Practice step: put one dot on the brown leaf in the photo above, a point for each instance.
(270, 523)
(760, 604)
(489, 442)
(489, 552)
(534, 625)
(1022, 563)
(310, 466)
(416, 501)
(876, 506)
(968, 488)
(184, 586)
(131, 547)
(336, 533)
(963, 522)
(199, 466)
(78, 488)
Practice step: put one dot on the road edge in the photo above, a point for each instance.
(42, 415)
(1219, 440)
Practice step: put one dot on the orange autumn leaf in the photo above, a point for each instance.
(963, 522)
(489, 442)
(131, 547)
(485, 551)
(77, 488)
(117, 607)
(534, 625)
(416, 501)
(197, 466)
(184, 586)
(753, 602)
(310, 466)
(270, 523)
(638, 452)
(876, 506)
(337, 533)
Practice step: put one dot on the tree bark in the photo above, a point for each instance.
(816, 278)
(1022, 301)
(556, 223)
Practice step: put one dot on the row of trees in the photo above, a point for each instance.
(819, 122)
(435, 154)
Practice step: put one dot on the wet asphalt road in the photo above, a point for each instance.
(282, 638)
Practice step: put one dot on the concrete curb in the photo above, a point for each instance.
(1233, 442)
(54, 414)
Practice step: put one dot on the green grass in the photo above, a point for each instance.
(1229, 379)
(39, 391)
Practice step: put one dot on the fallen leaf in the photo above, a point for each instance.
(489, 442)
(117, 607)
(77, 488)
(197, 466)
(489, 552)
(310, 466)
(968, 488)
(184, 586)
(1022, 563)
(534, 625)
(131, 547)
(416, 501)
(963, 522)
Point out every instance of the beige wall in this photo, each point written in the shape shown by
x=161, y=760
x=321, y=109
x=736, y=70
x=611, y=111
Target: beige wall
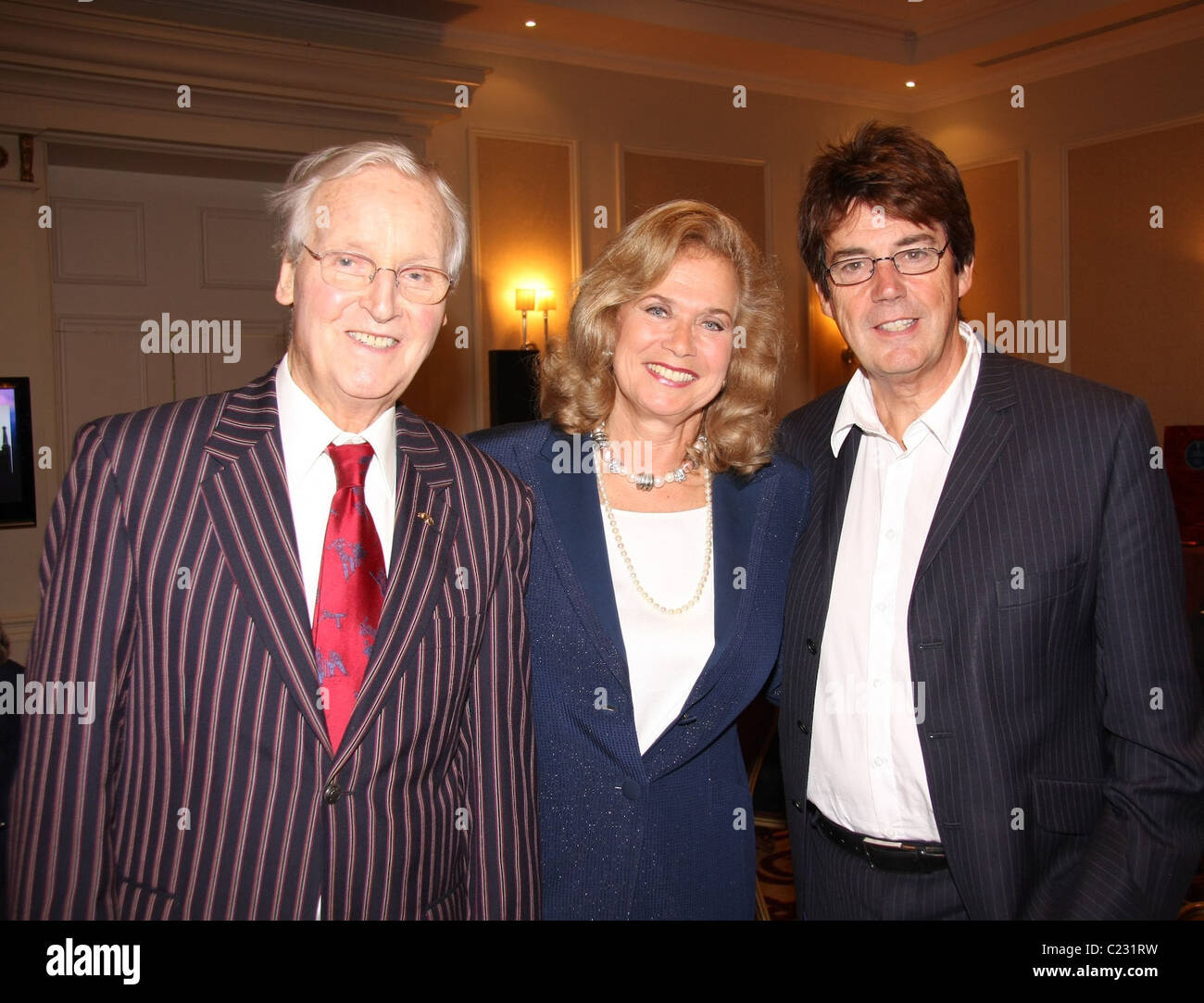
x=27, y=349
x=607, y=112
x=1136, y=292
x=1150, y=345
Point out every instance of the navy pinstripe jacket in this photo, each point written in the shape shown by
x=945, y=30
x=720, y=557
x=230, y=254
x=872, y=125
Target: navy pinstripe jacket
x=206, y=786
x=1072, y=698
x=667, y=834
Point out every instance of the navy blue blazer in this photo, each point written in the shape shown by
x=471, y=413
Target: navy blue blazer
x=667, y=834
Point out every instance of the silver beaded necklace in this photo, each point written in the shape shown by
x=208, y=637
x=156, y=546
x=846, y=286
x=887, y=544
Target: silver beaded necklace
x=678, y=476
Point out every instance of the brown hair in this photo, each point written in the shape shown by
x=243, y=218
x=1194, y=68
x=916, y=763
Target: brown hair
x=891, y=167
x=577, y=384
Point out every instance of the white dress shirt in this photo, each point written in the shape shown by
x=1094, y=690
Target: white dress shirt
x=666, y=653
x=866, y=766
x=305, y=433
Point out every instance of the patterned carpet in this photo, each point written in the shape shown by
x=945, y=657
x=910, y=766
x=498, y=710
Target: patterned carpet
x=774, y=873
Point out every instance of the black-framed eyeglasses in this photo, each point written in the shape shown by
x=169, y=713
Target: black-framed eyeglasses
x=910, y=260
x=348, y=270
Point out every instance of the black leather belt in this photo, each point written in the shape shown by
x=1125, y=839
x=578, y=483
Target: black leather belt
x=886, y=854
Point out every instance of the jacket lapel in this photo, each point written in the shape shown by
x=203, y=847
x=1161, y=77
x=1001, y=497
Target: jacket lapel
x=421, y=552
x=737, y=504
x=248, y=502
x=988, y=426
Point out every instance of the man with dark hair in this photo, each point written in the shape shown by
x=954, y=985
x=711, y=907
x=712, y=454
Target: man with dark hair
x=987, y=708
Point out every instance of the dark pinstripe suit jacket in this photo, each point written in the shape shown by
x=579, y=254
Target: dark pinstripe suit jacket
x=206, y=786
x=1072, y=698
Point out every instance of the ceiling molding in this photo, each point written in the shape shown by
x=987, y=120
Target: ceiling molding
x=1058, y=63
x=125, y=61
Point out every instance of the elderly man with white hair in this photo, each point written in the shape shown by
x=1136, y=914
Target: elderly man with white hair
x=301, y=608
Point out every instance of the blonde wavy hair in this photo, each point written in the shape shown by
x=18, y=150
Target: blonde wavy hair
x=577, y=383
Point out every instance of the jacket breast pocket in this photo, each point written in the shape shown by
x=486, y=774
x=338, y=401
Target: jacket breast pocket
x=1023, y=586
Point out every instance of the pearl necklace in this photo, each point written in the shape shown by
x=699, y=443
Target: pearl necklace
x=645, y=482
x=626, y=558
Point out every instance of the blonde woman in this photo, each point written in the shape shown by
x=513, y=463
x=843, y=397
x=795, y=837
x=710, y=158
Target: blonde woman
x=663, y=534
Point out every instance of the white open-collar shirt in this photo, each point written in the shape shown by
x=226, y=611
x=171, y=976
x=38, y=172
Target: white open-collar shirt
x=867, y=769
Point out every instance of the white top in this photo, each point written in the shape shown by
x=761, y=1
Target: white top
x=666, y=654
x=305, y=433
x=866, y=766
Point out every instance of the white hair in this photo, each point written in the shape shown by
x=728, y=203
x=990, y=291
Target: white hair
x=292, y=204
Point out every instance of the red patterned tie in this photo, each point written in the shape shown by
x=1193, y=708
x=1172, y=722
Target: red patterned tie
x=350, y=589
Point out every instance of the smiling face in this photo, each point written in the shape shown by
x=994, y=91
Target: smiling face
x=903, y=329
x=354, y=353
x=674, y=342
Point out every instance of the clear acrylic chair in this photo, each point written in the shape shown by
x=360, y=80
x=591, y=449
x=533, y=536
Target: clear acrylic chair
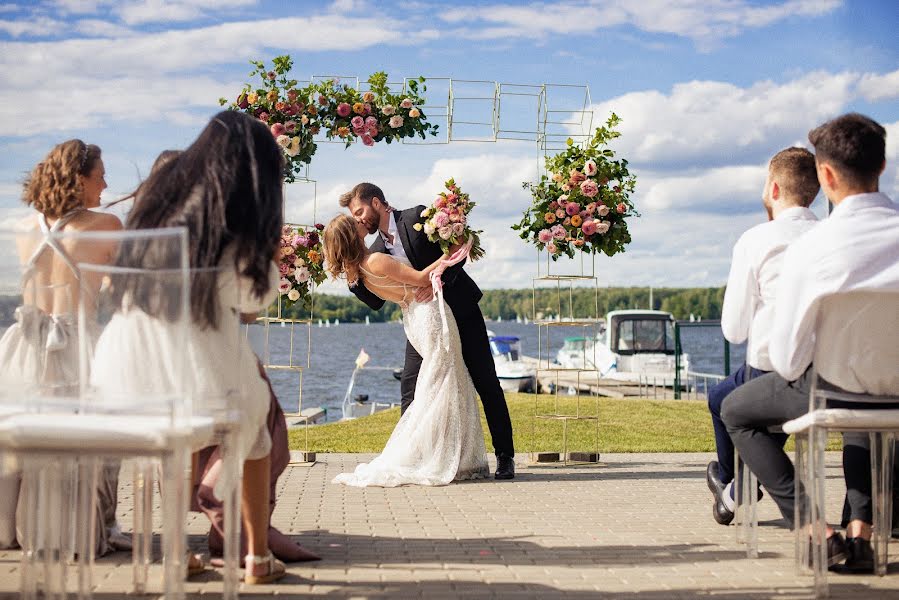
x=855, y=349
x=124, y=276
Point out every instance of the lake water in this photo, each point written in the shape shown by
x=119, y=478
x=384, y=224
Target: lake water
x=334, y=350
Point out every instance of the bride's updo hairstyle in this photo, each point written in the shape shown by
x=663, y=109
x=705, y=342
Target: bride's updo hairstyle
x=344, y=249
x=53, y=187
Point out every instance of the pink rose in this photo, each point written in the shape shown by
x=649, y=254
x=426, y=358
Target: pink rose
x=589, y=188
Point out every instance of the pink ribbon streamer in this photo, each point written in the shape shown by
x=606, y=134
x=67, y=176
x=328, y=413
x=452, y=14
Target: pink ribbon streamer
────
§ Task to complete
Repeat the lines exactly as they stand, from the opening line of the data through the line with "x=471, y=413". Pictures stay out of the copy.

§ Task answer
Practice step: put one dot on the brown leaf in the photo above, a point for each instance.
(270, 523)
(760, 604)
(489, 442)
(489, 552)
(534, 625)
(1022, 563)
(310, 466)
(416, 501)
(876, 506)
(968, 488)
(184, 586)
(131, 547)
(336, 533)
(963, 522)
(199, 466)
(78, 488)
Practice step: put one dot on the road edge in the photo above, a point for each instance.
(42, 415)
(1219, 440)
Practice step: put one dot on the orange autumn leaf in the photo above, a point for each instance.
(963, 522)
(489, 442)
(131, 547)
(485, 551)
(77, 488)
(117, 607)
(534, 625)
(416, 501)
(197, 466)
(184, 586)
(753, 602)
(310, 466)
(270, 523)
(638, 452)
(876, 506)
(337, 533)
Practice step: put one dot on the tree bark in the photo above, a point for each instance.
(816, 278)
(1022, 301)
(556, 223)
Practice step: put one dot on the row of trees in the photo above, a point for each instance.
(819, 122)
(435, 154)
Practice step: put one dot on the wet asphalt road in the photo above, a point for each instance.
(282, 638)
Practice step: put one dot on the concrete curb in the photo above, a point for each instance.
(1233, 442)
(54, 414)
Practice step: put one dot on the green grass in the photo above, a point for each instance.
(1229, 379)
(39, 391)
Practice step: put one dot on the fallen leaf in the photo above, a point for each instance.
(489, 442)
(117, 607)
(77, 488)
(197, 466)
(489, 552)
(310, 466)
(968, 488)
(184, 586)
(1022, 563)
(534, 625)
(131, 547)
(416, 501)
(963, 522)
Point out every instance of the beige wall in this photo, each point written in the shape shown by
x=161, y=760
x=321, y=109
x=736, y=70
x=611, y=111
Target: beige wall
x=27, y=349
x=607, y=112
x=1136, y=292
x=1150, y=345
Point out every instance of the navy pinstripe jacket in this photo, each point written in the shape shown by
x=945, y=30
x=720, y=557
x=230, y=254
x=872, y=125
Target: navy pinstripe jacket
x=206, y=786
x=1072, y=698
x=667, y=834
Point out every instance of the navy blue blazer in this photo, each point written in the shape shown by
x=471, y=413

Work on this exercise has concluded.